## AUFGABEN
- 1) Beantworten Sie anhand des Textauszugs über Rotwelsch die folgenden Fragen.
(a) In welchem Jahr gab Hoffmann sein »Weimarsches Jahrbuch« heraus?
(b) Was bedeutet »Rot« im Rotwelsch?
(c) Welche Ämter hatte Dithmar von Meckebach laut dem Textauszug inne?
- 2) Führen Sie den Textauszug über Rotwelsch im gleichen Stil weiter.

## VORLIEGENDER TEXTAUSZUG
------------

So schreibt Hoffmann in seinem 1854 herausgegebenen »Weimarschen Jahrbuch« unter dem Titel »Rotwelsch« mit einem Wohlgefallen, das auf den alten Freigeist hindeutet, folgendes: »Rotwelsch ist die Sprache der Räuber, Diebe, Gauner, Landstreicher und Bettler. Rot bedeutet im Rotwelsch Bettler ... Diese Sprache ist ein wunderliches Gemisch von Wörtern aus allerlei Sprachen, zumal aus der hebräischen und den romanischen, zu denen noch viele neue selbstgeschaffene deutsche Wörter hinzugekommen sind, so wie alte, mit denen neue Begriffe verbunden werden.« Mit diesen Sätzen beginnt er seine Überlegungen zur Sprache der Ganoven und verweist in der Folge auf frühere Aufzeichnungen darüber. So erfahren wir, daß bereits im 15. Jahrhundert ein Dithmar von Meckebach, »Canonicus und Canzler des Herzogthums Breslau unter Karl IV.«, sich um die Erklärung von Gaunerworten bemühte.

------------

## DATENAUSZUG
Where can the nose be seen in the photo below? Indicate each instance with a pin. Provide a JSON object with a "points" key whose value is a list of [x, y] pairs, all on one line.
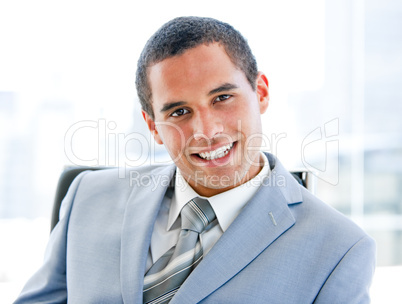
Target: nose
{"points": [[207, 125]]}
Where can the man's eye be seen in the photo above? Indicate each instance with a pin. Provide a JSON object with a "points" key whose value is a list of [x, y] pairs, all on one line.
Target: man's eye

------------

## ERGEBNISSE IN REIHENFOLGE
- 1)
(a) 1854
(b) Bettler
(c) Er war »Canonicus und Canzler des Herzogthums Breslau unter Karl IV.«

- 2)
Hoffmann von Fallersleben überlegt weiter: »Dieses Rotwelsch ist ein Mischmasch, ein echtes Kauderwelsch, eine wahre Spitzbubensprache, das kann niemand leugnen, aber es verdient dennoch alle Beachtung von Jedem, der sich für Sprachforschung und Sittengeschichte interessiert.« (Hoffmann von Fallersleben, 1854, S. 328ff.)
Von den Beispielen aus der Gaunersprache, die Hoffmann aus alten Quellen anführt, sind für das Studium der heutigen Gaunersprache vor allem folgende interessant: »Bohnen« für Bleikugel, »Fuchs« für Gold, »Kies« für Silbergeld, »Kohl« für Erzählung, »Lutscher« für Zucker, »schmollen« für scherzen, »tippeln« für gehen und »acheln« für essen.
Seine Betrachtungen über das Rotwelsch verbindet Hoffmann mit einem Gedicht, das er selbst in der Gaunersprache verfaßte (ich komme später noch darauf zurück).
Zwei Jahre später, also 1856, bringt Hoffmann in den »Weimarschen Jahrbüchern« einen vollständigen Abdruck des »Liber Vagatorum«. Auch davon wird noch die Rede sein. So zeigt Hoffmann von Fallersleben deutlich die Verbindung von alter Gaunerkultur und alter Gaunersprache auf.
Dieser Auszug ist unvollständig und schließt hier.